— Listed entries —
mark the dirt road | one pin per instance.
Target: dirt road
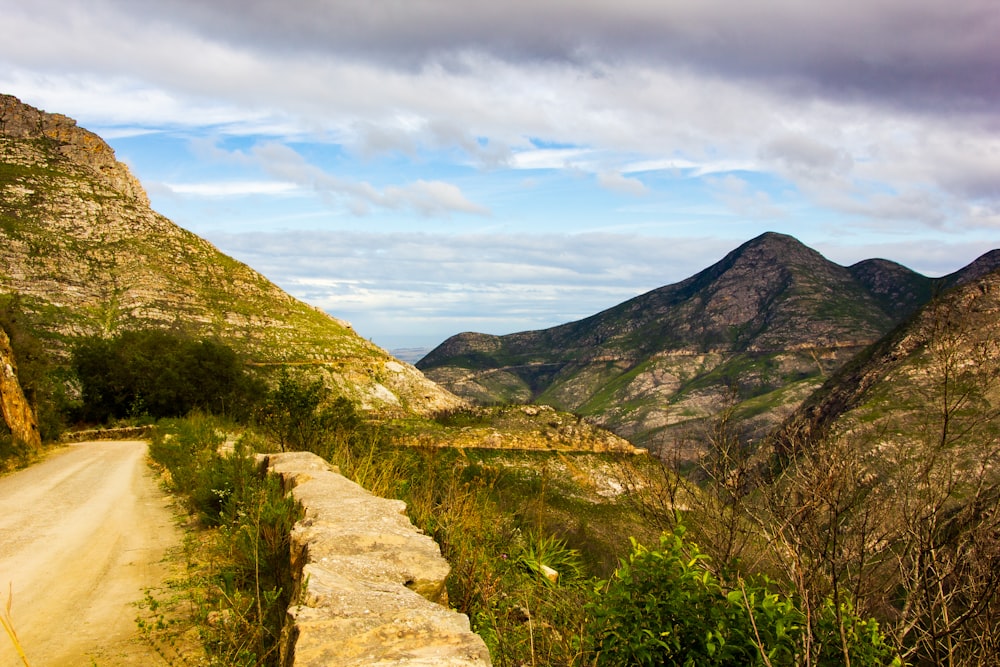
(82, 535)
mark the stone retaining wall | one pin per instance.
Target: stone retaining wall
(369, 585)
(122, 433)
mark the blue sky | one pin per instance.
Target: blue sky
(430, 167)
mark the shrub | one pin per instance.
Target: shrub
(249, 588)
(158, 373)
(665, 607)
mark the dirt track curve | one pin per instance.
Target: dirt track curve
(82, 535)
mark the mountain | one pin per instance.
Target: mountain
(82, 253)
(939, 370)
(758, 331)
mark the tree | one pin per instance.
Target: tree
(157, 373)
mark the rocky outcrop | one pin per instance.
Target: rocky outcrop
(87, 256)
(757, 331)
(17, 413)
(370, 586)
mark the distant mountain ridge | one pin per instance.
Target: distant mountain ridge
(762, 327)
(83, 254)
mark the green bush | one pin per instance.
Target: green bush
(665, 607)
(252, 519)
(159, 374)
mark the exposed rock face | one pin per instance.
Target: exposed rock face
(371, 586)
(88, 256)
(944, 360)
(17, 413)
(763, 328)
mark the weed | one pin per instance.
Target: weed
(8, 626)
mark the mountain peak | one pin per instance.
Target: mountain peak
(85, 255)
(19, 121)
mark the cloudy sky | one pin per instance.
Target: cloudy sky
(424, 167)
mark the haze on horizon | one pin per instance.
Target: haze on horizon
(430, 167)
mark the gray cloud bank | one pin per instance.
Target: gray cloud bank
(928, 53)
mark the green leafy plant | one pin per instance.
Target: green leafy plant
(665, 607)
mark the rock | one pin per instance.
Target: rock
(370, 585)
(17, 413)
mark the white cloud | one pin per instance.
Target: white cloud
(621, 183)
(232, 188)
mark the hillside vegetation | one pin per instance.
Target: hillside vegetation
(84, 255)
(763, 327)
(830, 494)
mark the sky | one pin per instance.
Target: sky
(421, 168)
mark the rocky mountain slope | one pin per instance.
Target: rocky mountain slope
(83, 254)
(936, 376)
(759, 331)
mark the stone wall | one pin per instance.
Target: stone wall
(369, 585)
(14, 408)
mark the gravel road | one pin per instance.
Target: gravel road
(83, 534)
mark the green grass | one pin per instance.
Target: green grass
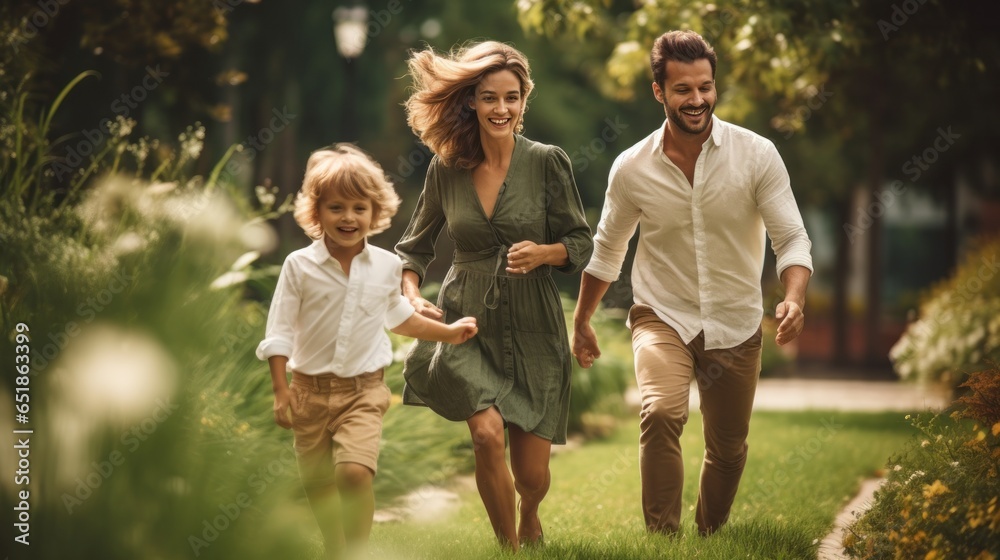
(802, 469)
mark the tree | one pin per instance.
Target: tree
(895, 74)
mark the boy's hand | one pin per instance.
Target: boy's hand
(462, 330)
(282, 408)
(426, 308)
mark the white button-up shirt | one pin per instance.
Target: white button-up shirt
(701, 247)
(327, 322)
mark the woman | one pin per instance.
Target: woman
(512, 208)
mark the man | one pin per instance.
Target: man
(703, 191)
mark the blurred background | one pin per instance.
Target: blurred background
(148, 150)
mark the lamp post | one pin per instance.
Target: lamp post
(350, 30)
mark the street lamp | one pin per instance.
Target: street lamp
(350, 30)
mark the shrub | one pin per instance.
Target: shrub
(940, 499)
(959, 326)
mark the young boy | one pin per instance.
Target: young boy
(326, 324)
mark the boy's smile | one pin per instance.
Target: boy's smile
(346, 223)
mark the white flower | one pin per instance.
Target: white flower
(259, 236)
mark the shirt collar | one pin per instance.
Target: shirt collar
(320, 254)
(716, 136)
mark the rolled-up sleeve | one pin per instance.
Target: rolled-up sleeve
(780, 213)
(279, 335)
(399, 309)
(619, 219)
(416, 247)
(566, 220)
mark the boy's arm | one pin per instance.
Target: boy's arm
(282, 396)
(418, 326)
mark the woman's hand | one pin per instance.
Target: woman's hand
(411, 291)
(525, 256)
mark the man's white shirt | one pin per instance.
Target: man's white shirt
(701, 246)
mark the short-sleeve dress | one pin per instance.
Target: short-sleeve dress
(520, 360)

==

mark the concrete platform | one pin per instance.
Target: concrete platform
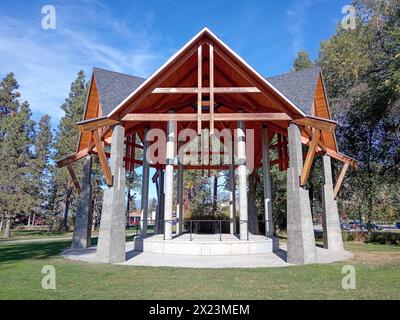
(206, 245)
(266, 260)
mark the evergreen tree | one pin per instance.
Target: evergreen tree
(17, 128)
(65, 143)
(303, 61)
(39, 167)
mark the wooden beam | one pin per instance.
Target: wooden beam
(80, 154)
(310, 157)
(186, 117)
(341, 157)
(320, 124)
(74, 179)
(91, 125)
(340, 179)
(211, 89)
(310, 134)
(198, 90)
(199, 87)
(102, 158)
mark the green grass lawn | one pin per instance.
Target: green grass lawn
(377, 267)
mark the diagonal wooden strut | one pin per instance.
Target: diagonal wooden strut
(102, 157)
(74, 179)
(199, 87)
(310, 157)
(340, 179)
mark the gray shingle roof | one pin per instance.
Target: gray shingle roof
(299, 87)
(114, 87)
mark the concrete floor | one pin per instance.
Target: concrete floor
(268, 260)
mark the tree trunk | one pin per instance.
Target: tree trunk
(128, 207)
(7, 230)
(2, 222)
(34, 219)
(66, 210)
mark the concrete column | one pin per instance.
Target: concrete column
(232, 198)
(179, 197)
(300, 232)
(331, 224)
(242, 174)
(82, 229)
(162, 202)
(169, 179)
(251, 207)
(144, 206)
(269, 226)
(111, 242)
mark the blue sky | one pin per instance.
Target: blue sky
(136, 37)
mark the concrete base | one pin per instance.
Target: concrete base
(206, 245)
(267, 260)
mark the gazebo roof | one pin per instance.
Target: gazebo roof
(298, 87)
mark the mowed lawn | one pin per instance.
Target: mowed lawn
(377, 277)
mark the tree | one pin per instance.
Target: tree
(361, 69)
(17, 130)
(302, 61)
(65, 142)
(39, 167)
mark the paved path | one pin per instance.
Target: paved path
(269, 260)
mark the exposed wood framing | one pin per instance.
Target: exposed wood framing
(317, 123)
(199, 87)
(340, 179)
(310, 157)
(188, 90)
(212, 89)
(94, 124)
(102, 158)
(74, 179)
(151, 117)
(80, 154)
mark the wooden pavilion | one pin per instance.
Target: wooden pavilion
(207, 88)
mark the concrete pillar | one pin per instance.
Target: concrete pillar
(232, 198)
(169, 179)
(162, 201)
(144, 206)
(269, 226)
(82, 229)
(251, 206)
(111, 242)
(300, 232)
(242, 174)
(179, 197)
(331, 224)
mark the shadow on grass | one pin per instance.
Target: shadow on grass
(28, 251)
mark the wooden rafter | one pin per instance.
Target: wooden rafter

— Job —
Give the data again from the line with "mark the shadow" to the line with "Target: wooden rafter", changing "wooden" to "timber" and leaving everything else the same.

— The completed task —
mark the shadow on grass | one pin per instance.
Target: shadow on grass
(28, 251)
mark the timber rafter | one pin per instance.
Target: timber rafter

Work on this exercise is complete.